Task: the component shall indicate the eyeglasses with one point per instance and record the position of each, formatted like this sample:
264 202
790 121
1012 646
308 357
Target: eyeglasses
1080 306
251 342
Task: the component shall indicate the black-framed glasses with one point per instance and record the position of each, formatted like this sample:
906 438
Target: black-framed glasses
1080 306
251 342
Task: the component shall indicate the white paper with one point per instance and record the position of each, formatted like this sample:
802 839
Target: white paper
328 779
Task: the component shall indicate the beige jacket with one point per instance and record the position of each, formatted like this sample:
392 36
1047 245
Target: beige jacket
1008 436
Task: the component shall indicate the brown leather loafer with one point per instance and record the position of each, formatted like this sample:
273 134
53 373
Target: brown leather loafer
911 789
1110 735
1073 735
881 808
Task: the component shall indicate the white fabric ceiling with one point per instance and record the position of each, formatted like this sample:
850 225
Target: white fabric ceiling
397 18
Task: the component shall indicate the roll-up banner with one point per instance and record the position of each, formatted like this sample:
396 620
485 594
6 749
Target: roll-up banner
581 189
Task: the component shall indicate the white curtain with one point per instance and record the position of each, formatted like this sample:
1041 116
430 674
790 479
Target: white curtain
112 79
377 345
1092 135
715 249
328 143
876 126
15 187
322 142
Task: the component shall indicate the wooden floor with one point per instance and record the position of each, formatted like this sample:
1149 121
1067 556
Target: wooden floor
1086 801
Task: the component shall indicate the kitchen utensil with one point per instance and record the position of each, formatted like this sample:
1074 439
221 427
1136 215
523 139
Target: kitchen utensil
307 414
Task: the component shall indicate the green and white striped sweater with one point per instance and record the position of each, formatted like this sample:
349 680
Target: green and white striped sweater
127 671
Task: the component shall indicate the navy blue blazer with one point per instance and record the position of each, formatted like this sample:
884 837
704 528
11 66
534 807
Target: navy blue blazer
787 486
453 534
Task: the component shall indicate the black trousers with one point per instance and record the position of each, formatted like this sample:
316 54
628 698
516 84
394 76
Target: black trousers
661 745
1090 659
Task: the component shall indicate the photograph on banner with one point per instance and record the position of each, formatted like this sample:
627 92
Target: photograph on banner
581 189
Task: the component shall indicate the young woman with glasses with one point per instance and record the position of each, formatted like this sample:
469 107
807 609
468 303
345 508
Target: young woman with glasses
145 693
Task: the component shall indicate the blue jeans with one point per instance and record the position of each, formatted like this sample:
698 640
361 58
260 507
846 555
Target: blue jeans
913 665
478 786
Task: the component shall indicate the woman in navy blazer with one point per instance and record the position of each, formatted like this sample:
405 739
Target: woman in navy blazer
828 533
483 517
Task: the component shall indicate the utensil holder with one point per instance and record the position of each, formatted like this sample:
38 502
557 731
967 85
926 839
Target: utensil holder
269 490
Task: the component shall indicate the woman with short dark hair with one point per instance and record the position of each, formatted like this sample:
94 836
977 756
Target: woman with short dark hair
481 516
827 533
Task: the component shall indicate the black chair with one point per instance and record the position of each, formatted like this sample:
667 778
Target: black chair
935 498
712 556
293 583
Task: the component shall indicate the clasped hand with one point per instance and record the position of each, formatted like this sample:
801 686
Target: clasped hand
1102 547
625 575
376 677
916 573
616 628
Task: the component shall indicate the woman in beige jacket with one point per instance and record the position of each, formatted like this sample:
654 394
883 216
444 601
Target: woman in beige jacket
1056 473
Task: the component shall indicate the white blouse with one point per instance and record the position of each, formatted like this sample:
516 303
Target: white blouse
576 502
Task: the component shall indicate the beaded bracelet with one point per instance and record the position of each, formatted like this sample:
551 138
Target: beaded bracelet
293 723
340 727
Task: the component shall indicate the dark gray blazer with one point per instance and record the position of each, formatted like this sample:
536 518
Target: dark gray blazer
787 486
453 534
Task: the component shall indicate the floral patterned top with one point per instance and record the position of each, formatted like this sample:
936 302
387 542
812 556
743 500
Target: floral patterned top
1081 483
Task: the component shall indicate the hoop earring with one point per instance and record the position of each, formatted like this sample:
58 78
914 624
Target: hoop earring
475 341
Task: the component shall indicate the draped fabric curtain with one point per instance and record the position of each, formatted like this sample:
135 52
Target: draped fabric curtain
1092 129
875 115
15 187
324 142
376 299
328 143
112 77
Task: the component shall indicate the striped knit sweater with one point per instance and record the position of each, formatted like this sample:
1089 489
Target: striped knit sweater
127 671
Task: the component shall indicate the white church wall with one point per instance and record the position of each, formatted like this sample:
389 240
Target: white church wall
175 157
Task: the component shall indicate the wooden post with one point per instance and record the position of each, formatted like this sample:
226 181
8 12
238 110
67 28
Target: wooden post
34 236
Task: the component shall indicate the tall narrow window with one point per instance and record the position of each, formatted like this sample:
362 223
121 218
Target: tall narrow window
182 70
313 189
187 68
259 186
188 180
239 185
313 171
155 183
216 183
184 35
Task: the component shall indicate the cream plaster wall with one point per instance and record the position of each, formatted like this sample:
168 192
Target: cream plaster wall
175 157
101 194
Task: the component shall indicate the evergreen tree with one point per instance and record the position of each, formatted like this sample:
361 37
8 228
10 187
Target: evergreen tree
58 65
_ _ _
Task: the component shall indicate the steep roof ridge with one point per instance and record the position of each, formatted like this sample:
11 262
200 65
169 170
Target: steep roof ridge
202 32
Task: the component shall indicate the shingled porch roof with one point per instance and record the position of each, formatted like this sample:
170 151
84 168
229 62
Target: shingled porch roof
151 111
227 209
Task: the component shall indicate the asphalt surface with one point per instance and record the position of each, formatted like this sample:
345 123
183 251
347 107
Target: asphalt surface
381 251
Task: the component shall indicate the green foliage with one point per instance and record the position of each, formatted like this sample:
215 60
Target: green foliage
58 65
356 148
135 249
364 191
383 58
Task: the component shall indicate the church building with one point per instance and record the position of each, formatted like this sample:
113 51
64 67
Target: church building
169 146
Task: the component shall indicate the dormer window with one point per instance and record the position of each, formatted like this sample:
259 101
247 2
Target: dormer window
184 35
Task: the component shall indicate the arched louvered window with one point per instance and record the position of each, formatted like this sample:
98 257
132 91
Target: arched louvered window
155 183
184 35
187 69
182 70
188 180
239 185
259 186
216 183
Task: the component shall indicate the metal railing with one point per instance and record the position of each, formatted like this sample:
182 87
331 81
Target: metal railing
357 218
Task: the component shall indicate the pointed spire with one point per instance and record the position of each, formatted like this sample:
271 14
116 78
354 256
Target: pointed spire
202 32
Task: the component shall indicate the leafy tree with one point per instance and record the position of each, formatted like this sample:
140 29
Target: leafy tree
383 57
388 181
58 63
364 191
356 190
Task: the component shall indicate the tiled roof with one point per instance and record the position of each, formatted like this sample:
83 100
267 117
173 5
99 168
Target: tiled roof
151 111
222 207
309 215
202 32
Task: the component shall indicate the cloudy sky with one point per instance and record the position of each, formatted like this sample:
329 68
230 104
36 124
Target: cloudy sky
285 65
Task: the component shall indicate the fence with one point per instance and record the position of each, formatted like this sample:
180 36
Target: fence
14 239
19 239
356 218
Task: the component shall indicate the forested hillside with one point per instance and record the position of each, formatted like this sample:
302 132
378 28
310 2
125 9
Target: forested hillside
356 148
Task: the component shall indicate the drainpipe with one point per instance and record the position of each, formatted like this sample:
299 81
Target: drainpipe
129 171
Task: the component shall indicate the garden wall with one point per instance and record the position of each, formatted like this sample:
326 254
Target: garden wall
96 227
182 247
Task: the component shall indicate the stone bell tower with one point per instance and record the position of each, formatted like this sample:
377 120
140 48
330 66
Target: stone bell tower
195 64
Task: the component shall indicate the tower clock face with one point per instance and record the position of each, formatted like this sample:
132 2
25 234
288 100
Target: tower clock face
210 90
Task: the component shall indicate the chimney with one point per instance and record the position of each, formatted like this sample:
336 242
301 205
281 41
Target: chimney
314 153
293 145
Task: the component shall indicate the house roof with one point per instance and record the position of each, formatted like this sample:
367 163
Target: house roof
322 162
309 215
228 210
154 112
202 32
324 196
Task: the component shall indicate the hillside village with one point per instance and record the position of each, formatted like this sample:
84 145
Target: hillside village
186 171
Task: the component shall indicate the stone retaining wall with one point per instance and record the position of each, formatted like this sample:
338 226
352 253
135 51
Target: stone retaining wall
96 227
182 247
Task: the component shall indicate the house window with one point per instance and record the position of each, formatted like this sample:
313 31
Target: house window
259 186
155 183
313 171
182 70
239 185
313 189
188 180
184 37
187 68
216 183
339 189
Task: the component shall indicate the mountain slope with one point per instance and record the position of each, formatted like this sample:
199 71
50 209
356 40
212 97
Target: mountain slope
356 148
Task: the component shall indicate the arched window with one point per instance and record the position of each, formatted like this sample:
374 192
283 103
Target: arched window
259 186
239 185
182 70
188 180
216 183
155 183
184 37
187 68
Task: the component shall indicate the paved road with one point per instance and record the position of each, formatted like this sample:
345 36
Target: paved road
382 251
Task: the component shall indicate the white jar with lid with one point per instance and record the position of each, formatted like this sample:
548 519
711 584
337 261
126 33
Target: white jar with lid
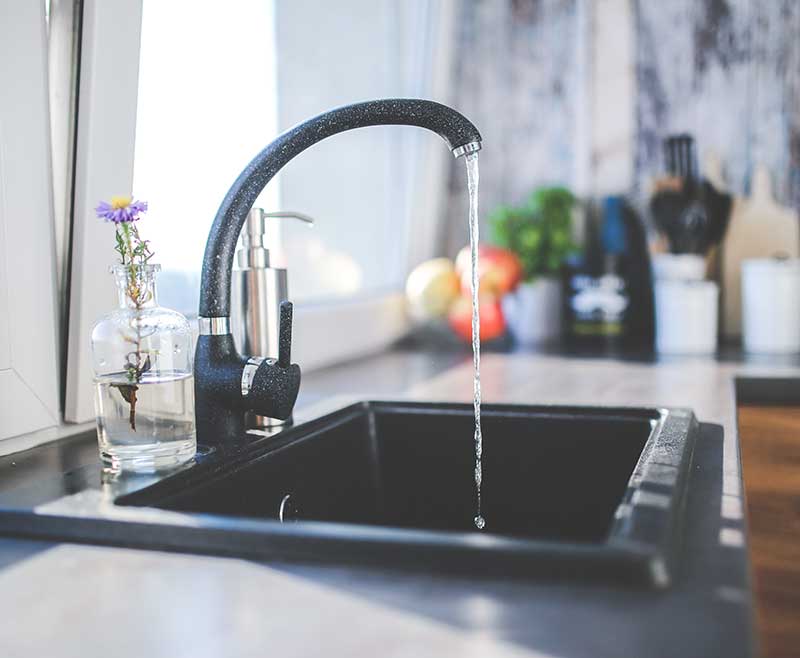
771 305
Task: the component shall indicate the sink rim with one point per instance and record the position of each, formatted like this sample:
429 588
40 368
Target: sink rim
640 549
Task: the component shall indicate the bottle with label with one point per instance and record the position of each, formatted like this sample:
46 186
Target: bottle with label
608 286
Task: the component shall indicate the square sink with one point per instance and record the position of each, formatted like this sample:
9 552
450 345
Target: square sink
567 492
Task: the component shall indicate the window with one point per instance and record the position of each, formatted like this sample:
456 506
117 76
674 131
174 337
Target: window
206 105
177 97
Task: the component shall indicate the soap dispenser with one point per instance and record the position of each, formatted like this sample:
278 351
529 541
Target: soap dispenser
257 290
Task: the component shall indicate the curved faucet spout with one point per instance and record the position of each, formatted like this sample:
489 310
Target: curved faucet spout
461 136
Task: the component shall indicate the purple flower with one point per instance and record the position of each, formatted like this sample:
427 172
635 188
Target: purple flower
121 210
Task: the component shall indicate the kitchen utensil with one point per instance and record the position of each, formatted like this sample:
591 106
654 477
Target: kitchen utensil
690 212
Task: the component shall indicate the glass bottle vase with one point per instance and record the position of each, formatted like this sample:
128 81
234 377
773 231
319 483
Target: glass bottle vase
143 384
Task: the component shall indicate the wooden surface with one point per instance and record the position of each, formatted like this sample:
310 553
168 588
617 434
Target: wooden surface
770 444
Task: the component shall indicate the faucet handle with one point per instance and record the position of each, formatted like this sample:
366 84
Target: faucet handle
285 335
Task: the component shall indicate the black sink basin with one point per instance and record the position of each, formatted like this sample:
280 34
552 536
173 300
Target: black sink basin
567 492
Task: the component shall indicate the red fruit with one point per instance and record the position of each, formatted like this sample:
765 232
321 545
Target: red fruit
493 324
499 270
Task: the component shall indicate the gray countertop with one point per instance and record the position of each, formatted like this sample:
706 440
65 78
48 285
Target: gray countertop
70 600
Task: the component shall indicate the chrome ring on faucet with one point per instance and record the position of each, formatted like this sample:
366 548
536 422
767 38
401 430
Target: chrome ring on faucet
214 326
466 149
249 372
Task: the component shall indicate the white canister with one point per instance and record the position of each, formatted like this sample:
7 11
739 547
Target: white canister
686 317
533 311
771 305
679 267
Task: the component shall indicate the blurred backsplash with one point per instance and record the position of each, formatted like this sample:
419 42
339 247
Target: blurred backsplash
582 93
_ _ _
** TASK BRIEF **
Your task for the entries above: copy exactly the span starting with the line with "Task: the component shall indicate the eyeglasses" and going on through the line with "Task: the component shall indicate the roll-up", both lines included, and nothing else.

** EXERCISE RESULT **
Task: the component shall indicate the eyeglasses with one point per instance and record the position of each, formatted like this sample:
264 202
790 121
1012 646
308 357
Target: eyeglasses
1080 306
251 342
Task: the component shall indicate the black-framed glasses with one point per instance and record the position of each, formatted like this sample:
906 438
Target: black-framed glasses
1080 306
251 342
Task: the component shall indicate the white paper with one point per instance and record the position of each, formatted like this sample:
802 839
Target: white paper
328 779
Task: the component shall indicate the beige jacket with one point per instance and record the position of each, formatted like this sample:
392 36
1047 245
Target: beige jacket
1008 436
Task: the component shall indicate the brown leather loafer with one point per instance and record the position of each, formatted like this sample:
273 134
53 373
Target: brown leather loafer
911 789
1110 735
1073 735
881 808
Task: the component shall indicate the white fabric ceiling with one point per instance and record the position of each, formatted like this sample:
850 225
Target: white fabric ceiling
397 18
Task: the component shall indicate the roll-up banner with one point per instance and record the position of each, formatted like this sample:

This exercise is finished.